■ **Written request**: Which tags does the forum post on optimizing an InfluxDB query with pivot name for the radius accounting data? List every one.

Optimize query with pivot

Hi all,

I am inserting radius accounting data into InfluxDB 2.0 beta 14
The server is a VM with 16vCPU and 24GB RAM
The tags are NASIPAddress, TunnelClientEndpoint, UserName all other data are values to lower the cardinality.
The propose of the query is to find the top UserName based on OutputOctets over the last 24 hours (or more )
First I have to calculate the difference for OutputOctets (a counter that can start long time ago) group by AcctUniqueSessionId and sum it
Next I have to group by username sum it again
And lately I have to group by “” and calculate the top 20 users
As some values are used as tags in the query I am using pivot to convert them to rows
It works well but the query take around 180 seconds for 6 million rows (2 million after the first filter ) and I would like to optimize it.
Based on the query bellow and the example dataset I can do something better ?
If I will move AcctUniqueSessionId (about 400,000 unique per day) to be a tag and remove the pivot it will enhance the performance or lower it ?

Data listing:

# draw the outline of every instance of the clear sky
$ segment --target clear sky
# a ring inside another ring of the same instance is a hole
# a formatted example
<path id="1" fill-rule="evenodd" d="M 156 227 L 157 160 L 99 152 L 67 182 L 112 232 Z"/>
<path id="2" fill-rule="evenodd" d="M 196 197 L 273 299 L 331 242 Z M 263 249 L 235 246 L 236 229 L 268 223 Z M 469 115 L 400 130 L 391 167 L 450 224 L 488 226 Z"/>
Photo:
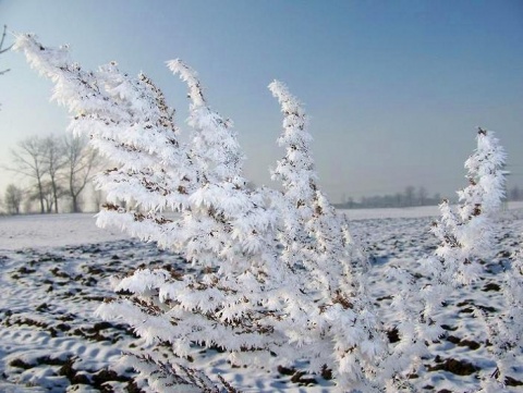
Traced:
<path id="1" fill-rule="evenodd" d="M 115 60 L 148 74 L 187 115 L 185 86 L 165 61 L 200 75 L 234 121 L 246 176 L 270 185 L 283 151 L 277 101 L 285 82 L 311 115 L 320 184 L 333 201 L 425 186 L 453 196 L 476 126 L 497 132 L 511 184 L 523 185 L 523 1 L 0 0 L 0 24 L 69 44 L 96 69 Z M 12 41 L 12 37 L 8 37 Z M 51 83 L 21 53 L 0 56 L 0 163 L 23 138 L 65 133 Z M 19 182 L 0 170 L 0 193 Z"/>

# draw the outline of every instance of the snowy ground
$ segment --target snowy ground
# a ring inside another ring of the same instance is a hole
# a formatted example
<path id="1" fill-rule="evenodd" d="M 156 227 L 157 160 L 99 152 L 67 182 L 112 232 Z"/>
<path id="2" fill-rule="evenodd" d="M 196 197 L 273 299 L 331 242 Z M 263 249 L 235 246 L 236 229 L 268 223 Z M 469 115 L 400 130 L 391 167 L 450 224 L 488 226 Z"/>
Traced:
<path id="1" fill-rule="evenodd" d="M 388 305 L 396 285 L 384 279 L 384 270 L 401 265 L 425 279 L 417 260 L 436 247 L 428 228 L 437 209 L 343 212 L 353 220 L 352 233 L 373 262 L 370 290 L 392 329 L 396 321 Z M 521 247 L 523 205 L 511 205 L 499 223 L 496 256 L 486 261 L 474 291 L 449 294 L 448 334 L 424 359 L 430 371 L 415 379 L 419 392 L 464 392 L 477 386 L 479 372 L 494 371 L 471 306 L 489 316 L 502 308 L 497 283 L 510 255 Z M 126 326 L 102 322 L 93 312 L 104 298 L 115 296 L 111 277 L 138 266 L 168 265 L 183 268 L 175 255 L 97 229 L 93 214 L 0 217 L 0 392 L 136 392 L 133 373 L 117 361 L 122 352 L 144 343 Z M 331 382 L 317 376 L 230 369 L 223 355 L 214 351 L 203 352 L 194 365 L 211 376 L 222 374 L 243 392 L 332 391 Z"/>

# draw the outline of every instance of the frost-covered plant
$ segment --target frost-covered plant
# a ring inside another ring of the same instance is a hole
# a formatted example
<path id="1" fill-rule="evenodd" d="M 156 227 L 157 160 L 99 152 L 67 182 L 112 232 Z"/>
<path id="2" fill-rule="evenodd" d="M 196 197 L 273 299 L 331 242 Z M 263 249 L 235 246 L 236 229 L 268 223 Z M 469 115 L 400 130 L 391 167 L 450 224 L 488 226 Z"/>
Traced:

■ **Written answer**: NASIPAddress, TunnelClientEndpoint, UserName